What you need to do: All of the data below is to be printed again exactly.

Stored data entries
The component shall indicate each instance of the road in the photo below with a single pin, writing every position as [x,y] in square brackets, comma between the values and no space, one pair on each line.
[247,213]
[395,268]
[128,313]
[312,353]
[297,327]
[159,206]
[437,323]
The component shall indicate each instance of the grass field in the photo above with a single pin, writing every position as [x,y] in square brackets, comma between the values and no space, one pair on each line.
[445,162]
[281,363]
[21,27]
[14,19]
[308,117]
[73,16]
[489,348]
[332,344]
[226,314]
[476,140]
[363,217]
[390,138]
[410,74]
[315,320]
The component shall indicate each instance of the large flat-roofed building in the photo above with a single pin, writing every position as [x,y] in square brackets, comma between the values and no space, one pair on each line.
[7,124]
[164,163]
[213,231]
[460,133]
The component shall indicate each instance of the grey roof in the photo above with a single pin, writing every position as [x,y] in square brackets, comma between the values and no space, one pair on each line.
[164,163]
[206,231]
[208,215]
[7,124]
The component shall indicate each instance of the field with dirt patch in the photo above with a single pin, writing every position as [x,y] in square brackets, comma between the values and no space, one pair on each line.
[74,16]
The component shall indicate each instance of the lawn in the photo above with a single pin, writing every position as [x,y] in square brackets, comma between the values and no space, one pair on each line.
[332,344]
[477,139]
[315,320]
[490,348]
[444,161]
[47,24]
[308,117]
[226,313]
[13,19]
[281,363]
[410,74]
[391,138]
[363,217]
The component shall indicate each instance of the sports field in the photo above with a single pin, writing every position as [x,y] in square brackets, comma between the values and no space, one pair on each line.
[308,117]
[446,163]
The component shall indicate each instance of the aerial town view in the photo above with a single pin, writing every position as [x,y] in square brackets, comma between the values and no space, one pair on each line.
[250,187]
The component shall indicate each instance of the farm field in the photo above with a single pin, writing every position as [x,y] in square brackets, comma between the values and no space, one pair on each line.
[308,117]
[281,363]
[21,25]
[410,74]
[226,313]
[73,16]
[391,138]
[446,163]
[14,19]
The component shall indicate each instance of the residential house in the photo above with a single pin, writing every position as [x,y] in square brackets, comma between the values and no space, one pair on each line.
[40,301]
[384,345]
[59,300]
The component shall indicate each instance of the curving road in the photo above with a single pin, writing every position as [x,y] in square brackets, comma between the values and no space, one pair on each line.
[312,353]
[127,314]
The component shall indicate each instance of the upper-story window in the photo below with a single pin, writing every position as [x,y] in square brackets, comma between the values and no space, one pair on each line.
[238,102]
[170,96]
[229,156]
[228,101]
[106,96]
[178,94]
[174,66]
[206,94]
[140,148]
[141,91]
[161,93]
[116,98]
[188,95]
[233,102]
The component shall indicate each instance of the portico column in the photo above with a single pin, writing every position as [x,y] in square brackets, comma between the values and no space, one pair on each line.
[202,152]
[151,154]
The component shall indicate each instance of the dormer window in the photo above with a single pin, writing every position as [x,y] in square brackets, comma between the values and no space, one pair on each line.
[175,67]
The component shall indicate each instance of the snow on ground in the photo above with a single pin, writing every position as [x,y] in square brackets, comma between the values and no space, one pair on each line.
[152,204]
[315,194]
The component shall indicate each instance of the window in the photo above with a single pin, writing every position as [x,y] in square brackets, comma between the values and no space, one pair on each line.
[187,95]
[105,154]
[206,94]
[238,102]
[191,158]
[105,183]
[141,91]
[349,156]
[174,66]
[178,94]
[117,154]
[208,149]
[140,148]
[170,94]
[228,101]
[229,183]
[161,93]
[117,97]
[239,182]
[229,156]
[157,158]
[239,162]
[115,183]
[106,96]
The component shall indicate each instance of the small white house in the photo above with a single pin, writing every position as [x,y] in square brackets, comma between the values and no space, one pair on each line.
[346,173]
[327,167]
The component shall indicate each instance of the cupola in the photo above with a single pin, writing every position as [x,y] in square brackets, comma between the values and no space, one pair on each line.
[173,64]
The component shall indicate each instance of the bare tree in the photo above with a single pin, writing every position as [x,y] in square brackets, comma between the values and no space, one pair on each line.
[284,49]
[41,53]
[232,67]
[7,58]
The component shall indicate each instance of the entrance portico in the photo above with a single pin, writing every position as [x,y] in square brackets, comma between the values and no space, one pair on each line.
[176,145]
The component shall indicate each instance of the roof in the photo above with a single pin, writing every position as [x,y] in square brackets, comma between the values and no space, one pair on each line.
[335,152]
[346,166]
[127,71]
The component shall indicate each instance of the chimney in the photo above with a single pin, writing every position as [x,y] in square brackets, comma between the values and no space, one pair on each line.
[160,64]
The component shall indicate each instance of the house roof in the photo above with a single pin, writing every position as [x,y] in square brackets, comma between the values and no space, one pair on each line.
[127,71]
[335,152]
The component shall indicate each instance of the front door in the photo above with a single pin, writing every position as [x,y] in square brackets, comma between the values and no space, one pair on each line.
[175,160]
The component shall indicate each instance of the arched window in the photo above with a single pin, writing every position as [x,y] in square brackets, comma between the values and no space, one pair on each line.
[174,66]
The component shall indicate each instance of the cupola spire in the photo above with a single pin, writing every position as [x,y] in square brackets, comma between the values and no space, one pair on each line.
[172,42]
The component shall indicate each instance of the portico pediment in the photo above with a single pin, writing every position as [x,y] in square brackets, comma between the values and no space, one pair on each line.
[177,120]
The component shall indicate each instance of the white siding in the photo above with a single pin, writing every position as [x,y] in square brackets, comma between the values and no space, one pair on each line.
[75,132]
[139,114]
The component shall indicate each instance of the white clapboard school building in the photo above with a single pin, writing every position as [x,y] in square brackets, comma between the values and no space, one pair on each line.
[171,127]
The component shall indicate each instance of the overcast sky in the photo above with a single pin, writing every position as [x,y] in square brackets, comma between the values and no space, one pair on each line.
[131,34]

Expected output:
The component shall indicate each instance of the road in the photo below with a single pin, writing every position as [x,y] in square brackets, comma between the values and no space, one pair on each line.
[247,213]
[395,268]
[128,313]
[312,353]
[297,327]
[159,206]
[437,323]
The component shall indicate each instance of the grass field in the photo above with a single pin, writing every position as [x,y] in square brackets, comma between the values and no space, one pair on each line.
[445,162]
[281,363]
[21,27]
[14,19]
[308,117]
[73,16]
[489,348]
[332,344]
[226,314]
[476,140]
[363,217]
[390,138]
[410,74]
[315,320]
The component shall indicate each instance of the large flat-roofed building in the photo above with a single pin, writing every position as [x,y] in square brackets, comma between the values and no space, one pair on each line.
[7,124]
[164,163]
[213,231]
[460,133]
The component shall indicate each instance of the grey roof in the photo above with a single pin, writing every position as [x,y] in square brackets, comma between the values and no space, one pair on each line.
[164,163]
[206,231]
[208,215]
[7,124]
The component shall indicate each instance of the field with dirt patch in the photo above with a single pin, writing every position as [x,y] in square brackets, comma between the values and no space, one pair on each line.
[74,16]
The component shall indicate each instance of the lawn in the photo above with a single pin, writing every position as [x,y] in square brackets, comma between the values and no space, one pair on each line.
[332,344]
[477,139]
[315,320]
[490,348]
[444,161]
[47,24]
[308,117]
[226,313]
[13,19]
[281,363]
[410,74]
[391,138]
[363,217]
The component shall indicate each instance of the sports field in the photo above with a single pin, writing every position as [x,y] in square brackets, comma between the values and no space, one pair on each line.
[308,117]
[446,163]
The component shall indicate each instance of the aerial town view in the photo above with a single pin, writing every position as [x,y] in square brackets, comma between the values and no space, one pair on each line.
[250,187]
The component shall indicate each instance of the farm field in the photo above with a single pin, writing every position as [x,y] in square brackets, comma between the values and no space, one pair on each line.
[308,117]
[281,363]
[21,25]
[410,74]
[226,313]
[73,16]
[391,138]
[446,163]
[14,19]
The component shall indicate each instance of the residential house in the photo above with a single pin, writing every position as [x,y] in square brackets, comma between the values and no space, one pair on each line.
[40,301]
[384,345]
[59,300]
The component shall indicate each instance of the curving road in the photo above with a single pin, writing every position as [x,y] in square brackets, comma between the values and no space, one pair on each line.
[312,353]
[127,314]
The component shall indicate each instance of the upper-story window in the photo below with a single pin, writing every position as [x,y] in square brackets, comma between the values and no space, one pair on each line.
[238,102]
[170,96]
[229,156]
[228,101]
[106,96]
[178,94]
[174,66]
[206,94]
[140,148]
[141,91]
[161,93]
[116,98]
[188,95]
[233,102]
The component shall indicate each instance of the portico column in the photo above with a single pin, writing every position as [x,y] in square brackets, comma between the values and no space, one pair on each line.
[202,152]
[151,154]
The component shall indicate each instance of the dormer window in the photo above with a single pin, writing every position as [x,y] in square brackets, comma between the values and no space, one pair on each line.
[175,67]
The component shall indicate each instance of the snow on ground in the photo above with a single pin, writing every position as [x,y] in square brackets, comma between the values and no space, one pair on each line.
[152,204]
[315,194]
The component shall indicate each instance of the window in the photo above with a single pin, writing every position as [x,y] in square brackets, comma between the values and no space, one pair on each line.
[187,95]
[105,154]
[206,94]
[238,102]
[191,158]
[105,183]
[141,91]
[349,156]
[174,66]
[178,94]
[117,154]
[208,149]
[140,148]
[170,94]
[228,101]
[229,183]
[161,93]
[117,97]
[239,182]
[229,156]
[157,158]
[239,162]
[115,183]
[106,96]
The component shall indicate each instance of the small white house in the photo above with a single pin, writing every position as [x,y] in square brackets, comma between the values and no space, one pair on each line.
[346,173]
[327,167]
The component shall indicate each instance of the cupola in the photo above with a single pin, writing every position as [x,y] in square brackets, comma between the values and no space, one pair on each line.
[173,64]
The component shall indicate each instance of the bare tree in the photo above with a single pin, writing every position as [x,y] in square brackets, comma between the values and no space, one pair on each line.
[284,49]
[41,53]
[232,67]
[7,58]
The component shall indicate each instance of the entrance portico in the photo above with a single pin, writing every position as [x,y] in square brackets, comma between the values and no space, one pair on each line.
[176,145]
The component shall indicate each instance of the roof in the photo above with a single pin, writing every position as [x,y] in square brackets, comma between the values and no space, one pair on each line.
[335,152]
[346,166]
[127,71]
The component shall indicate each instance of the chimney in the photo above with a single pin, writing every position as [x,y] in square brackets, comma between the values and no space, one pair on each line.
[160,64]
The component shall indicate each instance of the house roof in the photo above with a single pin, writing every position as [x,y] in square brackets, comma between the values and no space, one pair on each line.
[127,71]
[335,152]
The component shall indicate each instance of the front door in the photo above with a single pin, writing every position as [x,y] in square brackets, comma between the values and no space, one pair on each line.
[175,160]
The component shall indicate each instance of the arched window in the photo above with a single pin, writing every position as [x,y] in square brackets, comma between the values and no space, one pair on each line.
[174,66]
The component shall indicate each instance of the cupola spire in the photo above with a single pin, writing every position as [x,y] in square brackets, comma between the values and no space, one pair on each line.
[172,42]
The component shall indicate each instance of the portico pediment in the photo above with a single pin, writing every position as [x,y] in square brackets, comma between the values and no space, one pair on each line.
[177,120]
The component shall indicate each instance of the white siding in the photo above with a single pin, writing every position as [x,y] in square brackets, comma between the values and no space, one pair on each line.
[75,132]
[139,114]
The component shall indicate each instance of the white clapboard school building in the photo above with a single pin, writing every position as [x,y] in square brackets, comma between the values and no space, one pair on each line.
[171,127]
The component shall indicate each instance of the overcast sky in the photo above with a single pin, writing every position as [x,y] in square brackets, comma between the values and no space, one pair on each line.
[131,34]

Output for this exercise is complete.